Below is a set of entries. Reproduce exactly the lines from the one containing "146L472 139H469L460 142L458" through the end, both included.

#### Records to use

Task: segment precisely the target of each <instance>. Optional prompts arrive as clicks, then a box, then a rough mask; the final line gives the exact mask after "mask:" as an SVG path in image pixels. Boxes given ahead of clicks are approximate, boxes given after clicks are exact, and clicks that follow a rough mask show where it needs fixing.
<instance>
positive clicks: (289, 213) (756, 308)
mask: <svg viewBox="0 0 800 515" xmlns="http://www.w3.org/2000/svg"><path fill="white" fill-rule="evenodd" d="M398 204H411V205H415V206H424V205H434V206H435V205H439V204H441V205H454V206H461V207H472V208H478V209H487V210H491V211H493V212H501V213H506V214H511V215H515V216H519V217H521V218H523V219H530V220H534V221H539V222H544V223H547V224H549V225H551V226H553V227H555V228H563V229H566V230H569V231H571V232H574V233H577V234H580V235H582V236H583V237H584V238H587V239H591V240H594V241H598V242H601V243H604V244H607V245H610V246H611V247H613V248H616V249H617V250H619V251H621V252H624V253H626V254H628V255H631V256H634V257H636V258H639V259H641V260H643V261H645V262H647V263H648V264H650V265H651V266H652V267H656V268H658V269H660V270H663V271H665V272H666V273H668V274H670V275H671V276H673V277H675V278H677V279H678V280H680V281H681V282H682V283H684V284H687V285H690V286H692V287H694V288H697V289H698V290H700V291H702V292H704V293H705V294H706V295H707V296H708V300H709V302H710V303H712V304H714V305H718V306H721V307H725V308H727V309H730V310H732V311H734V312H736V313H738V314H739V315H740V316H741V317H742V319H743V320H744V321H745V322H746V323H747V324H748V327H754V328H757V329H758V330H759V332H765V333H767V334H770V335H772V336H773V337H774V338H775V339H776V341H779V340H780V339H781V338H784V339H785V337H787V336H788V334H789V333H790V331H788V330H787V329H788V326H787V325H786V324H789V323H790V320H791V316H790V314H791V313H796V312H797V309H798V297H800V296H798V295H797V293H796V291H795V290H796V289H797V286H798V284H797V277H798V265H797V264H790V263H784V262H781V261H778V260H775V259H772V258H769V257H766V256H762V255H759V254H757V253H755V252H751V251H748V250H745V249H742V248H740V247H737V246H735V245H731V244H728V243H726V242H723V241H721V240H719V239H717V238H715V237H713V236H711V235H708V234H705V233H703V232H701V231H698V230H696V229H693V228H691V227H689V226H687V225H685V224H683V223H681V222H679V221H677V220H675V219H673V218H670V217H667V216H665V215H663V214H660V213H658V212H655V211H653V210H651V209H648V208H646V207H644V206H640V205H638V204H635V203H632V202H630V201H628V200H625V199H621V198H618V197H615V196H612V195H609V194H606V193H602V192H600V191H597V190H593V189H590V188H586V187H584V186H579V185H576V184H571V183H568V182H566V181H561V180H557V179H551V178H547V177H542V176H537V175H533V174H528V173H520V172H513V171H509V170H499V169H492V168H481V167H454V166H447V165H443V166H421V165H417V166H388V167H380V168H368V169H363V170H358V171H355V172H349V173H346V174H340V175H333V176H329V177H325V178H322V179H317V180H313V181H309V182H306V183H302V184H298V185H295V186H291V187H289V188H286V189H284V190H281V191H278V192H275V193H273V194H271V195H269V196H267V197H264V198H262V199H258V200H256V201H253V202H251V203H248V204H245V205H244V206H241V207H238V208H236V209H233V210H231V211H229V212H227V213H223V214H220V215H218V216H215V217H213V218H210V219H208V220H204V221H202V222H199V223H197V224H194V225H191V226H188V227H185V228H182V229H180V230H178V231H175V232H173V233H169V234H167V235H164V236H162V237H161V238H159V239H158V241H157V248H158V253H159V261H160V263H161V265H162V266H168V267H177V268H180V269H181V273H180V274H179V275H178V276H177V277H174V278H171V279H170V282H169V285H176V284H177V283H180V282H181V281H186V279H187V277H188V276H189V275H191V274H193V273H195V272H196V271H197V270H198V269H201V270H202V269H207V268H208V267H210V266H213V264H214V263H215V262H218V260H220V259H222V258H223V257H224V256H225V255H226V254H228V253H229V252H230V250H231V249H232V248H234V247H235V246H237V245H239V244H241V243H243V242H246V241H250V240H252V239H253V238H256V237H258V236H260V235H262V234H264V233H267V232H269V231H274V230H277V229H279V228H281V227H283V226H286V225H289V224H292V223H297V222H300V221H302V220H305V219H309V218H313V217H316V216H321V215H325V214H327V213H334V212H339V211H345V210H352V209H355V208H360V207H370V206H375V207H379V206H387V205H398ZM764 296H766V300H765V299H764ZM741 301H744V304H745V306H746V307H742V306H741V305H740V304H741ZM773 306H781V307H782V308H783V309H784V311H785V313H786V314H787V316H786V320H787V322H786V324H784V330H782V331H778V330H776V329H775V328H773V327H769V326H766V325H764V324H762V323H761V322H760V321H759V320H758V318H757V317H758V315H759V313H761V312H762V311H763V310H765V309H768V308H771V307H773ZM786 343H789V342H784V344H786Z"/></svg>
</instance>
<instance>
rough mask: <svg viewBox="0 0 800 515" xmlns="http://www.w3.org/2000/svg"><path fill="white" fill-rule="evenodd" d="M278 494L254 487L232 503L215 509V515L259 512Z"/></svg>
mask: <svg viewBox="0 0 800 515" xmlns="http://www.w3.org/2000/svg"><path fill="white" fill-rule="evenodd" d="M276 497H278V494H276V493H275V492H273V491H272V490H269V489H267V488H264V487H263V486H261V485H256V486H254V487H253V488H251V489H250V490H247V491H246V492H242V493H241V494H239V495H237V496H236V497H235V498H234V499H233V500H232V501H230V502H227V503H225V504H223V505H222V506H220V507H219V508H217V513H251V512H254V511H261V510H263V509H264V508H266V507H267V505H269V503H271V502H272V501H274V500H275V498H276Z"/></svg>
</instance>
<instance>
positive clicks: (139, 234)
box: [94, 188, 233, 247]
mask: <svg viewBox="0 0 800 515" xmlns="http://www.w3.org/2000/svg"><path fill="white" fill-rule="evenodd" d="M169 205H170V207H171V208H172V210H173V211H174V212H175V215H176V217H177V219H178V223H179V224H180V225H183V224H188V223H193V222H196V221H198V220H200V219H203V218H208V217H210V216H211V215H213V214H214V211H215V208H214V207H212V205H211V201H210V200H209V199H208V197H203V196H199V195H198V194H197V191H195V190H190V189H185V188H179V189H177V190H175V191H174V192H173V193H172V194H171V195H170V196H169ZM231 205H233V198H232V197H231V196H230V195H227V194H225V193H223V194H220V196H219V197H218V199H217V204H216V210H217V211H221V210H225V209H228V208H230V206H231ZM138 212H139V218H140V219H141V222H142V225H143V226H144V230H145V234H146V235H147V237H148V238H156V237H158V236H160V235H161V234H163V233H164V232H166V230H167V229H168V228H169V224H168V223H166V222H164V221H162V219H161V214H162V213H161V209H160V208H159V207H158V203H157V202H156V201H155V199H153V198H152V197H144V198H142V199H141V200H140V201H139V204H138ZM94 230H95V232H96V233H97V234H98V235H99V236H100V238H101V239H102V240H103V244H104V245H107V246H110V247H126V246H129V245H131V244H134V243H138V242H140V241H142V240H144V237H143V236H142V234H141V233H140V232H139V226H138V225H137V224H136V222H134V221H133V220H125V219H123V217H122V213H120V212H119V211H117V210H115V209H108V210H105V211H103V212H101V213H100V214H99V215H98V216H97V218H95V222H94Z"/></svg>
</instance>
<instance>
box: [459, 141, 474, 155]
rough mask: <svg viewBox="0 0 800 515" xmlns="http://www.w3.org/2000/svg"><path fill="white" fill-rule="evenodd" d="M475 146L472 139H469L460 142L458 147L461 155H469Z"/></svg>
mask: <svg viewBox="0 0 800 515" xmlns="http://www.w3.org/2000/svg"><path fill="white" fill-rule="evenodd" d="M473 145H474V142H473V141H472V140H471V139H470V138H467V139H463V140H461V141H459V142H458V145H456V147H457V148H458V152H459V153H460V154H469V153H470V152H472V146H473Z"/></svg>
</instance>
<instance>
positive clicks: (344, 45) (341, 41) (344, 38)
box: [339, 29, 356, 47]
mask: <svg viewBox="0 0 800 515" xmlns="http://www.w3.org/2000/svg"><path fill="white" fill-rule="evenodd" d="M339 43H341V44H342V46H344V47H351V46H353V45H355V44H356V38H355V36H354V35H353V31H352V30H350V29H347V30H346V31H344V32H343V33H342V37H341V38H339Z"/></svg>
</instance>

########

### Exercise output
rough mask: <svg viewBox="0 0 800 515" xmlns="http://www.w3.org/2000/svg"><path fill="white" fill-rule="evenodd" d="M475 146L472 139H469L460 142L458 147L461 155H469Z"/></svg>
mask: <svg viewBox="0 0 800 515" xmlns="http://www.w3.org/2000/svg"><path fill="white" fill-rule="evenodd" d="M473 145H474V142H473V141H472V140H471V139H470V138H467V139H463V140H461V141H459V142H458V145H456V147H457V148H458V152H459V153H460V154H469V153H470V152H472V146H473Z"/></svg>
</instance>
<instance>
positive clicks: (344, 45) (341, 41) (344, 38)
box: [339, 29, 356, 47]
mask: <svg viewBox="0 0 800 515" xmlns="http://www.w3.org/2000/svg"><path fill="white" fill-rule="evenodd" d="M339 43H341V44H342V46H344V47H351V46H353V45H355V44H356V38H355V36H354V35H353V31H352V30H350V29H347V30H346V31H344V32H343V33H342V37H341V38H339Z"/></svg>
</instance>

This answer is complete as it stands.